10 Things Missing from Google Chrome OS

By Don Reisinger  |  Posted 2009-11-23 Print this article Print

News Analysis: Google's Chrome OS might not be the most viable operating system for every user, but it's certainly capturing significant attention. It has several neat features. But Chrome OS is also missing some important elements that it should have if it is going to win acceptance beyond the niche market of netbook users willing to rely on the Web for most of their computing needs.

After a relatively long wait, Google has finally shown off what it plans to achieve with Chrome OS. The operating system, which is designed specifically for netbooks, is already being heralded as one of Google's finest achievements. And although it won't be available for about a year, it's still making some folks look forward to what the future might hold.

But not everything in Chrome OS should be celebrated. Google's operating system is missing several key features. It's also unlikely to adequately satisfy all desires. Worst of all, there's no telling whether it will provide an experience that consumers, developers or the corporate world will be happy with. At this point, the operating system's value is very much an unknown quantity.

Realizing that, let's take a look at 10 things that, so far, Google's Chrome OS is missing.

1. Sorry, enterprise, this isn't for you

When Google previewed Chrome OS Nov. 19, any company waiting to see if the search giant's operating system would be able to address corporate needs was left without much hope. Chrome OS is designed specifically for the consumer. It's not the corporate device that so many users had hoped for. In fact, a recent report from an IDC analyst suggests that Chrome OS is still 10 years away from widespread enterprise adoption.

2. Local storage, anyone?

Chrome OS is designed to store any and all content in the cloud. Those looking forward to a future dominated by cloud storage may be happy to hear that. However, those who want to have ready access to content locally might not. Cloud storage is certainly compelling, but for many, it's a backup solution, not a primary storage function.

----------------------------------------

▸ YOUR GOAL
Can you set down, word for word, the part of the Chrome OS article from "After a relatively" up to and including "an unknown quantity."?

▸ DATASET EXTRACT
----------------------------------------

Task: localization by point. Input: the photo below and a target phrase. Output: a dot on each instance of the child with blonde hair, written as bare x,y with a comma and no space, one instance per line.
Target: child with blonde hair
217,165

----------------------------------------

▸ RIGHT ANSWER
After a relatively long wait, Google has finally shown off what it plans to achieve with Chrome OS. The operating system, which is designed specifically for netbooks, is already being heralded as one of Google's finest achievements. And although it won't be available for about a year, it's still making some folks look forward to what the future might hold.

But not everything in Chrome OS should be celebrated. Google's operating system is missing several key features. It's also unlikely to adequately satisfy all desires. Worst of all, there's no telling whether it will provide an experience that consumers, developers or the corporate world will be happy with. At this point, the operating system's value is very much an unknown quantity.